- [Objective] Reproduce all of the material below word for word, leaving out the pictures.

— start of Data provided —

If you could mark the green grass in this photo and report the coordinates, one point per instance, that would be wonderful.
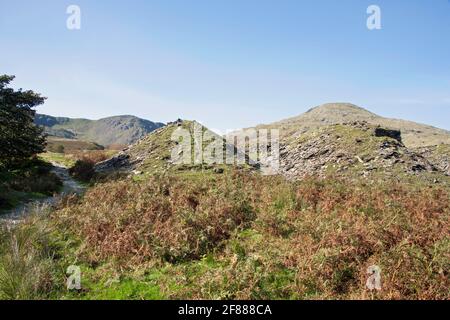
(65, 160)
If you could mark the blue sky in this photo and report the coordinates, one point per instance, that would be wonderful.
(230, 63)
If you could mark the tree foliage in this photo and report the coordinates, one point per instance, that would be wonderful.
(20, 138)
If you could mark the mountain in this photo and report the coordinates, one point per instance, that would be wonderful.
(342, 139)
(154, 152)
(413, 134)
(122, 130)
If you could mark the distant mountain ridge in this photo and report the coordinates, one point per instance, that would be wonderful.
(123, 129)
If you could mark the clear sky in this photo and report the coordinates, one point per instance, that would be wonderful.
(230, 63)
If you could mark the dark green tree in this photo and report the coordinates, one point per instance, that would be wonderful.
(20, 138)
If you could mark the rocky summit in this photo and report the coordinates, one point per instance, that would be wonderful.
(354, 149)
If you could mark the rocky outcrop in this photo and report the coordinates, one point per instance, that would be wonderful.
(439, 156)
(353, 148)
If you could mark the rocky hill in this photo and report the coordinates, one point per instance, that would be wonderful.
(413, 134)
(355, 149)
(122, 130)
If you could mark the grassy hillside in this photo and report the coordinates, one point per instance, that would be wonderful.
(236, 235)
(113, 130)
(55, 144)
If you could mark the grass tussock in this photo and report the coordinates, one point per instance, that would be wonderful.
(242, 236)
(28, 255)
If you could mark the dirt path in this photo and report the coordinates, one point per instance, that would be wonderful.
(70, 186)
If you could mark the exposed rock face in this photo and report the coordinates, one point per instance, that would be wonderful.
(354, 148)
(413, 134)
(439, 156)
(394, 134)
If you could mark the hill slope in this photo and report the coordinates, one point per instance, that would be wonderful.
(107, 131)
(413, 134)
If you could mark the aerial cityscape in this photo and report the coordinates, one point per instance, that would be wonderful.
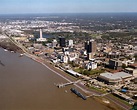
(68, 55)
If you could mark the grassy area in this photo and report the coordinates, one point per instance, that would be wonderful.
(120, 99)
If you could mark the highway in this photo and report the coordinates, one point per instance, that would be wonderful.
(70, 79)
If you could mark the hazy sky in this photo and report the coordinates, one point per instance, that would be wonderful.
(66, 6)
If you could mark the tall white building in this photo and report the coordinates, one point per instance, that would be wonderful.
(70, 43)
(41, 39)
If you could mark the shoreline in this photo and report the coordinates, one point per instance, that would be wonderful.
(65, 76)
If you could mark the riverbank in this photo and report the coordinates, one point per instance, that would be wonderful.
(65, 76)
(8, 45)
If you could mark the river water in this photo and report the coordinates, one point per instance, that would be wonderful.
(27, 85)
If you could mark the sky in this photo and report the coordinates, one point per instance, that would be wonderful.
(66, 6)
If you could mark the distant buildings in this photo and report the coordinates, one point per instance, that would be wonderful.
(41, 39)
(91, 65)
(115, 63)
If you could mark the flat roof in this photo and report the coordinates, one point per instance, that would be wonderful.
(116, 76)
(130, 69)
(73, 72)
(123, 74)
(110, 76)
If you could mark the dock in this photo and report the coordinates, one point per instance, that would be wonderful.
(66, 84)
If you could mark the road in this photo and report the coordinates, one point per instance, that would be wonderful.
(70, 79)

— end of Data provided —

- [Solution to this exercise]
If you could mark the green grass in this photo and report the coordinates, one point per instance, that would be wonderful.
(65, 160)
If you could mark the blue sky in this photo and report the coordinates, one point per instance, that would be wonderful.
(230, 63)
If you could mark the tree foliage in this photo and report the coordinates, one point per instance, that would be wonderful.
(20, 138)
If you could mark the mountain in this photo and report the coordinates, one point per instance, that would be wonderful.
(342, 139)
(154, 152)
(413, 134)
(122, 130)
If you could mark the distant mountain ridge in this photo and report the coordinates, one point per instance, that would be wonderful.
(123, 129)
If you could mark the clear sky in this photo and report the coordinates, one point per instance, that would be wonderful.
(230, 63)
If you could mark the dark green tree in this photo and report the coordinates, one point per instance, that would be wonderful.
(20, 138)
If you could mark the rocky summit in this photo and report the coordinates, one point per instance, that would be wonderful.
(354, 149)
If you could mark the rocky outcrop in this photo and report the coordinates, one point per instance, that would be wonderful.
(439, 156)
(353, 148)
If you could mark the rocky hill in this photo and report the coordinates, one point per instance, that would be wonderful.
(413, 134)
(355, 149)
(122, 130)
If you could mark the grassy hillside in this photo and report the coordinates, one point per instance, that would be wonderful.
(236, 235)
(113, 130)
(55, 144)
If you could mark the grass tussock in this photo and report the coordinates, one point per instance, that would be wonderful.
(242, 236)
(28, 255)
If you could mark the dirt path in this photo and report the coordinates, one point per instance, that would be wonderful.
(70, 186)
If you could mark the exposed rock face in this photo and report the coordinates, one point per instance, that would be wonderful.
(354, 148)
(413, 134)
(439, 156)
(394, 134)
If you could mark the hill slope in this photo and report the coordinates, one point per instance, that would be wonderful.
(107, 131)
(413, 134)
If you could mark the aerial cityscape in this photo and report the coordinates, one point per instance, that would be wonderful.
(68, 55)
If you could mark the grassy area in this photo and report the coordinates, one point per instance, that would be wonderful.
(120, 99)
If you could mark the highway in this photo and report the coordinates, one point per instance, that would be wonderful.
(70, 79)
If you could mark the hazy sky in this photo and report the coordinates, one point per instance, that would be wonderful.
(66, 6)
If you could mark the tall white building in this photo and report the coordinates, one point per instance, that would be wonderful.
(70, 43)
(41, 39)
If you could mark the shoreline in this photo and report the coordinates, one point per instance, that would be wonderful.
(65, 76)
If you could mark the riverbank in this photo and report the coordinates, one point per instance, that would be wonderful.
(65, 76)
(8, 45)
If you could mark the river water in this photo and report the coordinates, one point per instance, that would be wonderful.
(27, 85)
If you could mark the sky in this photo and report the coordinates, one point per instance, that would be wonderful.
(66, 6)
If you could mark the distant buildings in this photo and report the coordinates, one point per instance, that would be wonderful.
(41, 39)
(91, 65)
(115, 63)
If you could mark the flat roof in this photo and report the coordinates, one point per instance, that would be wonderful.
(116, 76)
(130, 69)
(73, 72)
(123, 74)
(110, 76)
If you could mark the dock in this photo and report the coordinates, one point per instance, that would be wonderful.
(66, 84)
If you could mark the road in this photo and report the coordinates, one point per instance, that would be wonderful.
(70, 79)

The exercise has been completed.